§ Aim of the task: Display each line of the rows below that contains the word "water".

§ Information shown:
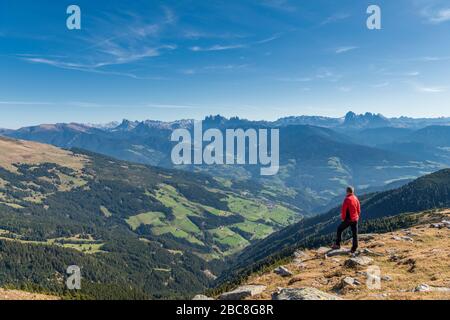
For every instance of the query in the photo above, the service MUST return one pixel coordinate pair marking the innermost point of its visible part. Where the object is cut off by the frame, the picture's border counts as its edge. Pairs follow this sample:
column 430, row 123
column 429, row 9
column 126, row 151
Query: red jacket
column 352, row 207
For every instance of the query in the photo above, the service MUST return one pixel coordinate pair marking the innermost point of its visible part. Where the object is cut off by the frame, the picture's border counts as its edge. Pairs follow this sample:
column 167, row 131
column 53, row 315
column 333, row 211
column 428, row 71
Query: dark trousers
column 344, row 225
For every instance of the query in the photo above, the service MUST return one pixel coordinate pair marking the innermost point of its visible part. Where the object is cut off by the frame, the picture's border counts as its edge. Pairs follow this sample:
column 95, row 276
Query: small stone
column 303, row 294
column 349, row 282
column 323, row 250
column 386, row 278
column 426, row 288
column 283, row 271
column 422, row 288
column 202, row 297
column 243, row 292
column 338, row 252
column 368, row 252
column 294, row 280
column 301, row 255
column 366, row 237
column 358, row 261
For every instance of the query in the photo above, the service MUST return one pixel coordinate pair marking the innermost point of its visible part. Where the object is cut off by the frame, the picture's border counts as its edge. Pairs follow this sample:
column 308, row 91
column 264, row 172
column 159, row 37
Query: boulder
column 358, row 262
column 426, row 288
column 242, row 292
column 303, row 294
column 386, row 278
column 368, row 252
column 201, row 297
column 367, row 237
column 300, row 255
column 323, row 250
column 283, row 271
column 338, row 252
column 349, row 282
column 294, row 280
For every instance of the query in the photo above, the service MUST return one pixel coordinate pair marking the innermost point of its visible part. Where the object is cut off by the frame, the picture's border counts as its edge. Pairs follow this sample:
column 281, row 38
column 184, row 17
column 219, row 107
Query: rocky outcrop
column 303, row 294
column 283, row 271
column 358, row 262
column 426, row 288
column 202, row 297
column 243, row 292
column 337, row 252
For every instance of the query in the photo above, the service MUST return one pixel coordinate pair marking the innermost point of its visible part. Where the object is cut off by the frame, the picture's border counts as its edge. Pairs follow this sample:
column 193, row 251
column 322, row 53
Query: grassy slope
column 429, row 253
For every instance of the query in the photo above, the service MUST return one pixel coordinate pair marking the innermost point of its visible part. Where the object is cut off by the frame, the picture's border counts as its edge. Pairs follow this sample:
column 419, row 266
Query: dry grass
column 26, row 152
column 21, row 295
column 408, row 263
==
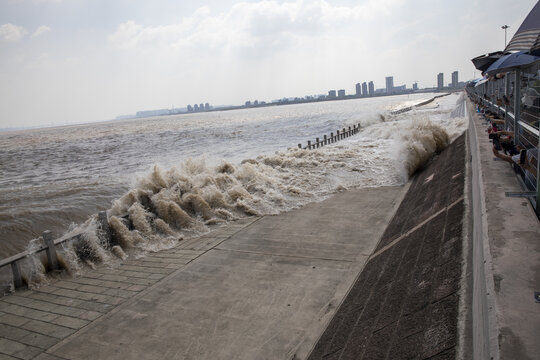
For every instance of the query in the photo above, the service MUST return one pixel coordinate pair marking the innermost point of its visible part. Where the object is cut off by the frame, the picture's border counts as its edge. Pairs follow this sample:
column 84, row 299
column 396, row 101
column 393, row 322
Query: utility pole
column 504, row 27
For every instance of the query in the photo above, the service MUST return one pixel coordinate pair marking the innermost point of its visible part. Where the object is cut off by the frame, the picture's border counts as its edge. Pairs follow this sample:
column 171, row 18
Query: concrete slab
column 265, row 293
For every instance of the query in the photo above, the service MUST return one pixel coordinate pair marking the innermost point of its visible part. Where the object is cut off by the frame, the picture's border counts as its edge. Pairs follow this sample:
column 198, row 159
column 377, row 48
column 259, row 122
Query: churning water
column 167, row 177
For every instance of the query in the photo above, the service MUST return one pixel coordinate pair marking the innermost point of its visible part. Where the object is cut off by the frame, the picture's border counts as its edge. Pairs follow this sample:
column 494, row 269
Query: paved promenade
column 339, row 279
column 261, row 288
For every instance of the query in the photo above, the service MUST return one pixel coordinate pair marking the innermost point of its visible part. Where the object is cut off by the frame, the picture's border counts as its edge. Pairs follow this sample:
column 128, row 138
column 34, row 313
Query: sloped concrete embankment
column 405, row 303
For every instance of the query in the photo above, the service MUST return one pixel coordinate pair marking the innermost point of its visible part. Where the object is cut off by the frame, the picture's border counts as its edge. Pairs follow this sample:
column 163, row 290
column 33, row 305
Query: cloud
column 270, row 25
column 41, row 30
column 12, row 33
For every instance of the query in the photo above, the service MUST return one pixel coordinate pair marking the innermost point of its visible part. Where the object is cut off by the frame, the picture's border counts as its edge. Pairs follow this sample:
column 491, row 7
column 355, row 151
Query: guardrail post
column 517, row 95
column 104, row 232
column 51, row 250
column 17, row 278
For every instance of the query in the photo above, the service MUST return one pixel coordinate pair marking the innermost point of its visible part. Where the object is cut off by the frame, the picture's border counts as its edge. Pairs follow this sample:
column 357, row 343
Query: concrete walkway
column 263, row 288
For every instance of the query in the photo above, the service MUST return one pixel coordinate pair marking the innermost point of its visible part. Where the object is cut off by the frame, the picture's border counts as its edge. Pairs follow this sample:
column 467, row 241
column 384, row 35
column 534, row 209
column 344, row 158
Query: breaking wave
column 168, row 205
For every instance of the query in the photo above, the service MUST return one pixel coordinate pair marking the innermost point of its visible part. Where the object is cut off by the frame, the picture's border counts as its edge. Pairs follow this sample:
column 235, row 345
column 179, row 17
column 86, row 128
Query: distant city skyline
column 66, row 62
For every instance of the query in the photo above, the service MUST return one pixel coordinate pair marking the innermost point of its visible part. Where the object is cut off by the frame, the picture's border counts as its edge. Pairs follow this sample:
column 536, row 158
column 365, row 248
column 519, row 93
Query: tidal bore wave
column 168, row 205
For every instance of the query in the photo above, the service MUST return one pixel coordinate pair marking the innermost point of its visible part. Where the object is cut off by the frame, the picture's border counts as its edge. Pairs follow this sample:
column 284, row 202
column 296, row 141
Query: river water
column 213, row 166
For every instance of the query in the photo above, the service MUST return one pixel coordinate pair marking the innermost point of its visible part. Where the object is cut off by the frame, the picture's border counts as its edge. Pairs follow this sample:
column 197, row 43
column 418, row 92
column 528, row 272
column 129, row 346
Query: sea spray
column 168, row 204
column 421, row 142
---
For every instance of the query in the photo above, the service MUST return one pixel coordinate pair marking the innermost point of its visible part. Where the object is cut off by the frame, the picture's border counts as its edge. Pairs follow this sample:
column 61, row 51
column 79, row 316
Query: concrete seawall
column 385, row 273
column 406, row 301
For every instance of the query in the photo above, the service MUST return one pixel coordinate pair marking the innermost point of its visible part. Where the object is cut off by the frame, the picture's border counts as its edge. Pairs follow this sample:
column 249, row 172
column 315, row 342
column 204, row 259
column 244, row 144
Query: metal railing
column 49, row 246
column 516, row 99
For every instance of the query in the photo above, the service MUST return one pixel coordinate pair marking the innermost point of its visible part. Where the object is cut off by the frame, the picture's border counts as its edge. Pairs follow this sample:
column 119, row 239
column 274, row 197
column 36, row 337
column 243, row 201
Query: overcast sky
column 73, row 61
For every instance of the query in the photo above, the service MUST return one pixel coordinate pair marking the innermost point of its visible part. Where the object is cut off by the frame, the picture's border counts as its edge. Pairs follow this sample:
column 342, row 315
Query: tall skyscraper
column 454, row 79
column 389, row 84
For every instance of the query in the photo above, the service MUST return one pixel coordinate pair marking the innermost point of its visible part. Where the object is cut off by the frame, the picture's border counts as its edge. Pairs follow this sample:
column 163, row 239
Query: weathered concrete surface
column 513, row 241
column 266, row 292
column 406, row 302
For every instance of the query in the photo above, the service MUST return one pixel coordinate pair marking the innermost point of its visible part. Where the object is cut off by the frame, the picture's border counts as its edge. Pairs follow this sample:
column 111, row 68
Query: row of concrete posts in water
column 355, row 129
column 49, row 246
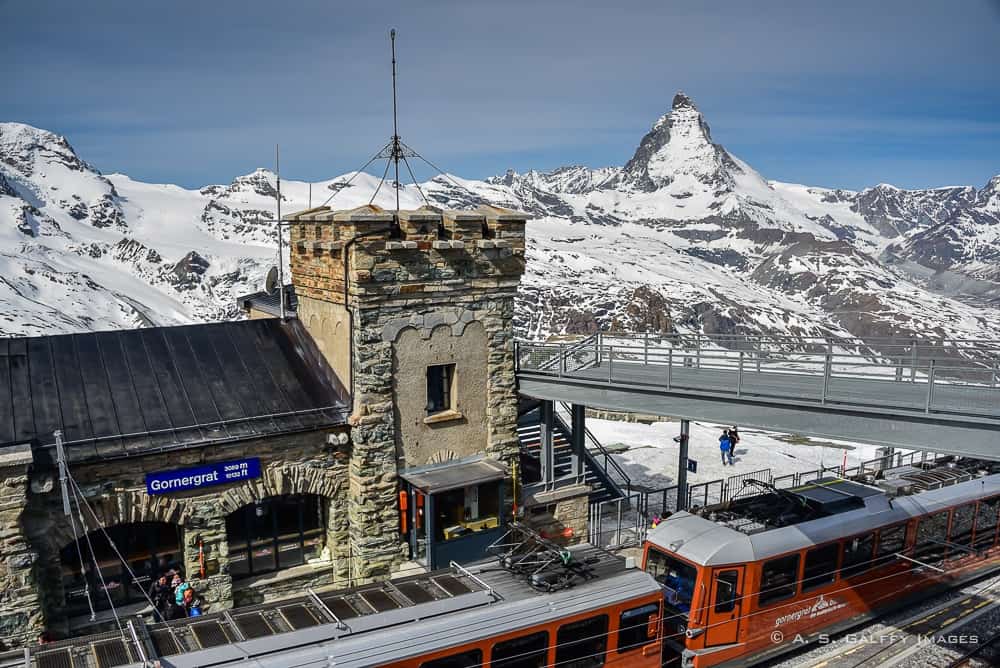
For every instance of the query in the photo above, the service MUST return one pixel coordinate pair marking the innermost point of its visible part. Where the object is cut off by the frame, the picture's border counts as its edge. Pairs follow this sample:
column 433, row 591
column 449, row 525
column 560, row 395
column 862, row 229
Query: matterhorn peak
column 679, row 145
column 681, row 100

§ Exercise result:
Query: churning water
Query: river water
Query: row of concrete posts in water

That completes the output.